PASSAGE SHOWN:
============

Bujar Pllana

Personal information
- Date of birth: 29 October 2001 (age 24)
- Place of birth: Mitrovica, Kosovo under UN administration
- Height: 1.90 m (6 ft 3 in)
- Position: Centre-back

Team information
- Current team: Grasshopper
- Number: 44

Youth career
- 0000–2019: Australia
- 2019–2020: Trepça '89

Senior career*
- Years: Team / Apps / (Gls)
- 2020–2022: Feronikeli / 35 / (0)
- 2022–2023: Prishtina / 40 / (4)
- 2023–2024: Slaven Belupo / 18 / (1)
- 2024–2026: Lechia Gdańsk / 44 / (2)
- 2026–: Grasshopper / 5 / (1)

International career^{‡}
- 2019: Kosovo U19 / 4 / (0)
- 2021: Kosovo U21 / 3 / (0)
- 2026–: Albania / 2 / (0)

= Bujar Pllana =

Albanian footballer

Bujar Pllana (born 29 October 2001) is a professional footballer who plays as a centre-back for Swiss Super League club Grasshopper. Born in Kosovo under United Nations administration, he plays for the Albania national team.

============

RECORDS SUPPLIED:
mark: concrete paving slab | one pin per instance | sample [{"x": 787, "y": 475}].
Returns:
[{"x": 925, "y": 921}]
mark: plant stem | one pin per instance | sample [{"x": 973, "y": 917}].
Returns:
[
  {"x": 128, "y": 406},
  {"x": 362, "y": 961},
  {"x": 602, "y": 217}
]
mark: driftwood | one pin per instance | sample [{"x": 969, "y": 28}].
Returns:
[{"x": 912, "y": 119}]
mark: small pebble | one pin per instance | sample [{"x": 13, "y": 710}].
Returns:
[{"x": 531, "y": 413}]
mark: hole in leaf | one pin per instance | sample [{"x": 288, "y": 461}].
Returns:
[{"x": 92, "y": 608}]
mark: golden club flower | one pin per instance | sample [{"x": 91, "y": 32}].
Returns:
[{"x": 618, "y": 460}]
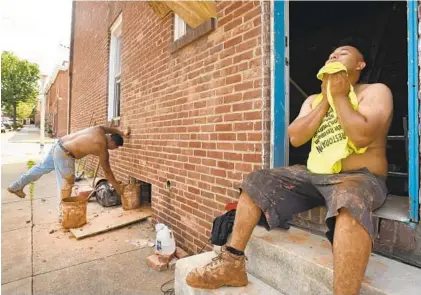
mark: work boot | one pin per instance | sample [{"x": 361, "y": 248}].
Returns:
[
  {"x": 18, "y": 193},
  {"x": 226, "y": 269}
]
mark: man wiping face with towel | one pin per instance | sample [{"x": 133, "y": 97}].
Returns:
[{"x": 347, "y": 124}]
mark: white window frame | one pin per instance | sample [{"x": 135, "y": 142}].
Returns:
[
  {"x": 114, "y": 70},
  {"x": 180, "y": 27}
]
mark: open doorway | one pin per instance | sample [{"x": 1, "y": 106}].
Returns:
[{"x": 315, "y": 28}]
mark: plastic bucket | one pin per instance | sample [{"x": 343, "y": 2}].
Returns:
[
  {"x": 131, "y": 196},
  {"x": 74, "y": 211}
]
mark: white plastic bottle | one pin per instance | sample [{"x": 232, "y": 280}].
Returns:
[{"x": 165, "y": 242}]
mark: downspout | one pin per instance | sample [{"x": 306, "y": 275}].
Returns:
[{"x": 69, "y": 88}]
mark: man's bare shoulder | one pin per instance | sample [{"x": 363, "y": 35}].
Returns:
[
  {"x": 376, "y": 93},
  {"x": 309, "y": 100}
]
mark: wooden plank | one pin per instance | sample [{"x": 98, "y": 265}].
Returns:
[
  {"x": 110, "y": 219},
  {"x": 194, "y": 13},
  {"x": 160, "y": 8}
]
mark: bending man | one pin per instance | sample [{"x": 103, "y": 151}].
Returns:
[{"x": 61, "y": 158}]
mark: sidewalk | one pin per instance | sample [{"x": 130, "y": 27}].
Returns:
[
  {"x": 38, "y": 258},
  {"x": 29, "y": 134}
]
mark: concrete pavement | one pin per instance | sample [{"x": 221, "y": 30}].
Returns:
[{"x": 38, "y": 258}]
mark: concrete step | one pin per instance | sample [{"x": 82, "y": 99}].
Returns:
[
  {"x": 185, "y": 265},
  {"x": 297, "y": 262}
]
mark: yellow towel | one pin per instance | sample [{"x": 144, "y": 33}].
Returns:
[{"x": 330, "y": 144}]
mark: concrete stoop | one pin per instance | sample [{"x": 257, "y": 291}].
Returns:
[
  {"x": 185, "y": 265},
  {"x": 296, "y": 262}
]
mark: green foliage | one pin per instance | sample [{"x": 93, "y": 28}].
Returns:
[{"x": 19, "y": 85}]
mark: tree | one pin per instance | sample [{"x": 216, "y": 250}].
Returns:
[{"x": 19, "y": 84}]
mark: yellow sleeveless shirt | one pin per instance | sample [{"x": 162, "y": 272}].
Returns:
[{"x": 329, "y": 144}]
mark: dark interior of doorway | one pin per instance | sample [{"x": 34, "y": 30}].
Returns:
[{"x": 316, "y": 27}]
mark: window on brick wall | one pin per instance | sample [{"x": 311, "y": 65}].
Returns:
[
  {"x": 114, "y": 69},
  {"x": 184, "y": 34},
  {"x": 180, "y": 27}
]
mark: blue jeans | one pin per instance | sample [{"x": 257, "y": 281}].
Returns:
[{"x": 57, "y": 160}]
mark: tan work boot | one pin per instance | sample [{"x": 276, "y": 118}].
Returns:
[
  {"x": 18, "y": 193},
  {"x": 226, "y": 269}
]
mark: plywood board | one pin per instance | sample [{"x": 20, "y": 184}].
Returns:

============

List every club in the senior career section of the Bujar Pllana profile. The material is separate from the footballer profile and unrelated to it.

Feronikeli, Prishtina, Slaven Belupo, Lechia Gdańsk, Grasshopper